SUPPLIED TEXT:
┌──

Bruce Beaton St Clair Munro (born 2 June 1959) is a dual nationality English/Australian artist known for producing large immersive site-specific installations, often by massing components in the thousands. Frequently, Munro’s subject matter is his own experience of fleeting moments of rapport with the world and existence in its largest sense, of being part of life’s essential pattern. His reoccurring motif is the use of light on an environmental scale in order to create an emotional response for the viewer.

An artistic diarist, Munro has spent over 30 years collecting and recording ideas and images in his sketchbooks, which he returns to over time for source material. Language, literature, science, and music have also greatly influenced his work.

Life and career 
Munro was born in London, the youngest of the three children of Judith Ames and Brian Munro. His parents divorced in 1965.

└──

DATASET ENTRIES:

┌──

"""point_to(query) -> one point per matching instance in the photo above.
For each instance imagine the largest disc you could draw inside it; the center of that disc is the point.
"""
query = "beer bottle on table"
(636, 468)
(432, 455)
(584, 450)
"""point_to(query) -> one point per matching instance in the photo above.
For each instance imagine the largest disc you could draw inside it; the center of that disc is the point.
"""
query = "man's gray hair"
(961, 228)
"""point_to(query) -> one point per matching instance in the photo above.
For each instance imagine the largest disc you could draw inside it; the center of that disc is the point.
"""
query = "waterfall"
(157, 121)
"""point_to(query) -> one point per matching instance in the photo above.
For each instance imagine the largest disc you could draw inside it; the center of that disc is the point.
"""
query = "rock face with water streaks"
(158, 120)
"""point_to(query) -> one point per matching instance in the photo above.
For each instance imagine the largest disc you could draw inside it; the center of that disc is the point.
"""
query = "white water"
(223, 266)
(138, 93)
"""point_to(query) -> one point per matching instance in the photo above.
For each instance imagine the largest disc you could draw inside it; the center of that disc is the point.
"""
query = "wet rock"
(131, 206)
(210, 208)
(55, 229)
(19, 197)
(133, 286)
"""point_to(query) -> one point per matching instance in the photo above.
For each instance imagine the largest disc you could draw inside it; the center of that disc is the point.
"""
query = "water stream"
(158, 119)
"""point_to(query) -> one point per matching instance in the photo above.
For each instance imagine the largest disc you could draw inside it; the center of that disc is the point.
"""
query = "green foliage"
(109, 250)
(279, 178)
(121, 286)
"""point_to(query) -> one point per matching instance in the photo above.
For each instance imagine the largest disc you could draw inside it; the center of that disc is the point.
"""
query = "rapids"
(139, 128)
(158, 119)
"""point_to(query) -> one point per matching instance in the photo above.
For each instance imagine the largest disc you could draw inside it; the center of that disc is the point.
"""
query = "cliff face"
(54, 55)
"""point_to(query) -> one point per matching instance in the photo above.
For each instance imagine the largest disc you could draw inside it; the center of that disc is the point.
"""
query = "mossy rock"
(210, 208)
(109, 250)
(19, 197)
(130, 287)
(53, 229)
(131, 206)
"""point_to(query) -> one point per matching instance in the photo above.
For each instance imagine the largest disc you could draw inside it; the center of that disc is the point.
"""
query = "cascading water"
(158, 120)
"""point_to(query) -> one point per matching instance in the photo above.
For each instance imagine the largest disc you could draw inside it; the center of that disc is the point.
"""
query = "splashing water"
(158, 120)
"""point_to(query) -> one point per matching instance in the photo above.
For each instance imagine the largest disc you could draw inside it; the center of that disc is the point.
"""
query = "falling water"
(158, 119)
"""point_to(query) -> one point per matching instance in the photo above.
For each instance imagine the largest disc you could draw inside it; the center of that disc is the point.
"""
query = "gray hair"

└──

PARTS OF THE EXERCISE:
a – Name each field that the Bruce Munro biography says has greatly influenced his work.
b – Write the next part of the Bruce Munro biography, starting right after its final sentence.

SOLVED PROBLEMS:
a – Language, literature, science, and music.

b –
In 1977, he completed a Foundation course in Art and Design at Braintree Technical College, and in 1982 graduated from Bristol Polytechnic in Fine Art with a focus on painting. He traveled to Sydney, Australia in 1984, intending it to be a six-month working holiday, but instead staying eight years. In 1988 Munro was granted Australian citizenship under dual nationality with Great Britain.

While working in Australia, Munro was chagrined when a colleague referred to him as having ‘a butterfly mind,’ meaning his mind was unsettled and scattered, but the comment struck a chord. In response, he decided to narrow his vision to the medium of light. The artist said, “when I decided to work in light, almost 30 years ago, I chose it very carefully because I knew I needed some kind of focus. I thought that working in a medium that was very pure and true would simplify my ability to express all the different ideas that filled my head.”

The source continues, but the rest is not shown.